#### [Problem]
Your task is to output the listing word for word, with pictures excluded.

#### [Recorded information]
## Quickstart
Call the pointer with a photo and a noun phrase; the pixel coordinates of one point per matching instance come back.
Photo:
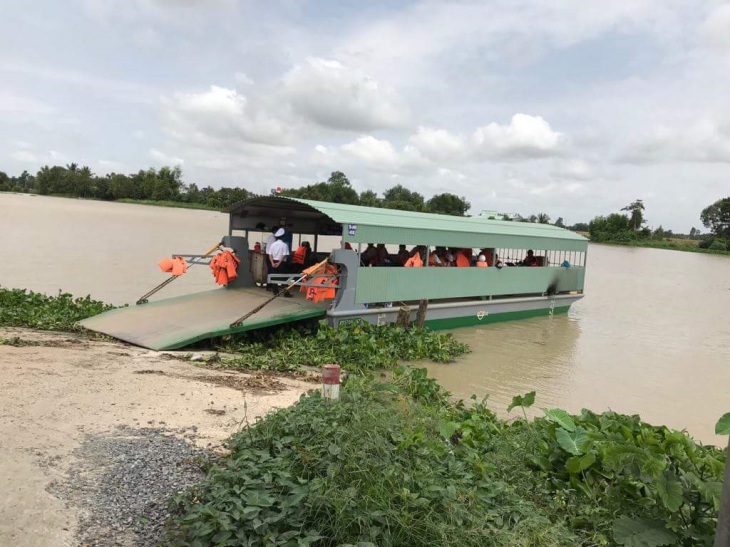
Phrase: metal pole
(722, 532)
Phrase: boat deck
(174, 323)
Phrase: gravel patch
(122, 482)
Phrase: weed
(22, 308)
(356, 346)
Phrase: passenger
(301, 256)
(403, 255)
(463, 260)
(277, 253)
(434, 260)
(530, 259)
(450, 258)
(381, 256)
(415, 260)
(272, 237)
(487, 252)
(368, 255)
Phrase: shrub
(356, 345)
(399, 464)
(22, 308)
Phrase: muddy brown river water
(652, 335)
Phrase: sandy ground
(52, 395)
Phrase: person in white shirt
(277, 254)
(272, 237)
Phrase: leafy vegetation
(357, 346)
(398, 463)
(620, 229)
(165, 187)
(23, 308)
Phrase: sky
(566, 107)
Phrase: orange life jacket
(462, 261)
(414, 262)
(175, 265)
(327, 290)
(225, 267)
(299, 255)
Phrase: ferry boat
(457, 296)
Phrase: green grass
(686, 245)
(357, 346)
(398, 464)
(22, 308)
(160, 203)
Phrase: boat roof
(380, 225)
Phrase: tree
(337, 189)
(448, 204)
(400, 197)
(368, 198)
(716, 217)
(614, 227)
(636, 208)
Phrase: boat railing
(296, 279)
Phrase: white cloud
(28, 156)
(716, 28)
(335, 96)
(702, 141)
(162, 158)
(526, 136)
(438, 144)
(219, 115)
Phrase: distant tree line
(628, 228)
(166, 185)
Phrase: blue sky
(568, 108)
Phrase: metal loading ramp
(174, 323)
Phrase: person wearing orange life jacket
(299, 258)
(415, 260)
(277, 254)
(463, 260)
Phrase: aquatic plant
(399, 463)
(23, 308)
(355, 346)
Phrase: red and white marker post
(331, 382)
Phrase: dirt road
(64, 389)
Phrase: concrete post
(331, 382)
(722, 532)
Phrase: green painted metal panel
(397, 284)
(376, 225)
(472, 320)
(438, 238)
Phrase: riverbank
(399, 463)
(76, 412)
(687, 245)
(396, 462)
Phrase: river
(651, 337)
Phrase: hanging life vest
(225, 267)
(462, 261)
(414, 262)
(175, 265)
(299, 255)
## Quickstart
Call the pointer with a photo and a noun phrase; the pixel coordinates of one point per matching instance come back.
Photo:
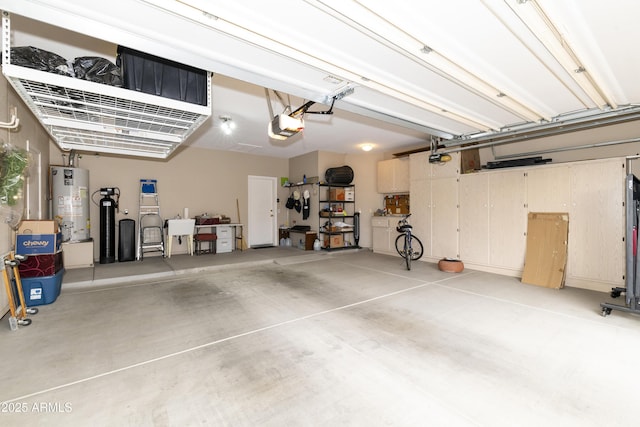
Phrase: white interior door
(262, 223)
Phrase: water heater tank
(70, 202)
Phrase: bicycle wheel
(417, 250)
(400, 245)
(408, 251)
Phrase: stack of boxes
(41, 273)
(397, 204)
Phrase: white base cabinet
(224, 241)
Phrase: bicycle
(408, 246)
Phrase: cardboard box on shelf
(29, 226)
(336, 194)
(34, 244)
(398, 204)
(333, 240)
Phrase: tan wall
(28, 133)
(205, 181)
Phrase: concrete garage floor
(282, 337)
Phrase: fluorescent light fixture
(228, 125)
(283, 127)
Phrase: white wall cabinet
(492, 209)
(474, 218)
(596, 223)
(507, 219)
(444, 218)
(434, 205)
(393, 176)
(384, 235)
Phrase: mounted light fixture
(228, 125)
(283, 127)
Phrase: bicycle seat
(403, 227)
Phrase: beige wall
(205, 181)
(30, 134)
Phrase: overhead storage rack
(88, 116)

#### [Task solution]
## Quickstart
Call the pointer with a photo and a noun phrase; the pixel coordinates of one point per matching instance come back.
Photo:
Phrase: metal pole
(722, 532)
Phrase: boat deck
(174, 323)
Phrase: gravel patch
(122, 482)
Phrase: weed
(22, 308)
(356, 346)
Phrase: passenger
(301, 256)
(403, 255)
(463, 260)
(277, 253)
(434, 260)
(530, 259)
(450, 258)
(381, 256)
(415, 260)
(272, 237)
(487, 252)
(368, 255)
Phrase: shrub
(356, 345)
(399, 464)
(22, 308)
Phrase: muddy brown river water
(652, 335)
Phrase: sandy ground
(52, 395)
Phrase: person in white shirt
(277, 254)
(272, 237)
Phrase: leafy vegetation
(357, 346)
(398, 463)
(620, 229)
(165, 187)
(23, 308)
Phrase: sky
(566, 107)
Phrase: orange life jacket
(462, 261)
(414, 262)
(175, 265)
(327, 290)
(225, 267)
(299, 255)
Phrase: ferry boat
(457, 296)
Phrase: green grass
(686, 245)
(357, 346)
(398, 464)
(22, 308)
(160, 203)
Phrase: boat roof
(380, 225)
Phrase: tree
(337, 189)
(448, 204)
(400, 197)
(368, 198)
(716, 217)
(614, 227)
(636, 208)
Phrase: boat railing
(296, 279)
Phrase: white cloud
(28, 156)
(716, 28)
(335, 96)
(702, 141)
(162, 158)
(526, 136)
(438, 144)
(219, 115)
Phrase: distant tree line
(628, 228)
(166, 185)
Phrase: blue sky
(568, 108)
Phrase: metal loading ramp
(174, 323)
Phrase: person wearing orange life jacket
(299, 258)
(415, 260)
(277, 254)
(463, 260)
Phrase: aquatic plant
(399, 463)
(23, 308)
(355, 346)
Phrase: red and white marker post
(331, 382)
Phrase: dirt road
(64, 389)
Phrase: concrete post
(331, 382)
(722, 532)
Phrase: green painted metal panel
(397, 284)
(376, 225)
(472, 320)
(438, 238)
Phrase: riverbank
(399, 463)
(76, 412)
(687, 245)
(396, 462)
Phrase: river
(651, 337)
Phrase: hanging life vest
(225, 267)
(462, 261)
(414, 262)
(175, 265)
(299, 255)
## Quickstart
Call the pointer with a photo and a noun phrase; the pixel coordinates of one point per matching instance come back.
Photo:
Phrase: white interior door
(262, 223)
Phrase: water heater tank
(70, 202)
Phrase: bicycle wheel
(417, 250)
(400, 245)
(408, 251)
Phrase: stack of boxes
(41, 273)
(397, 204)
Phrase: white base cabinet
(224, 241)
Phrase: bicycle
(408, 246)
Phrase: cardboard box on shelf
(29, 226)
(336, 194)
(34, 244)
(398, 204)
(333, 240)
Phrase: tan wall
(28, 133)
(205, 181)
Phrase: concrete garage floor
(282, 337)
Phrase: fluorescent light fixture
(228, 125)
(283, 127)
Phrase: white wall cabinet
(492, 209)
(474, 218)
(596, 223)
(507, 219)
(444, 218)
(434, 205)
(393, 176)
(384, 235)
Phrase: mounted light fixture
(228, 125)
(283, 127)
Phrase: bicycle seat
(403, 227)
Phrase: beige wall
(205, 181)
(30, 134)
Phrase: overhead storage rack
(88, 116)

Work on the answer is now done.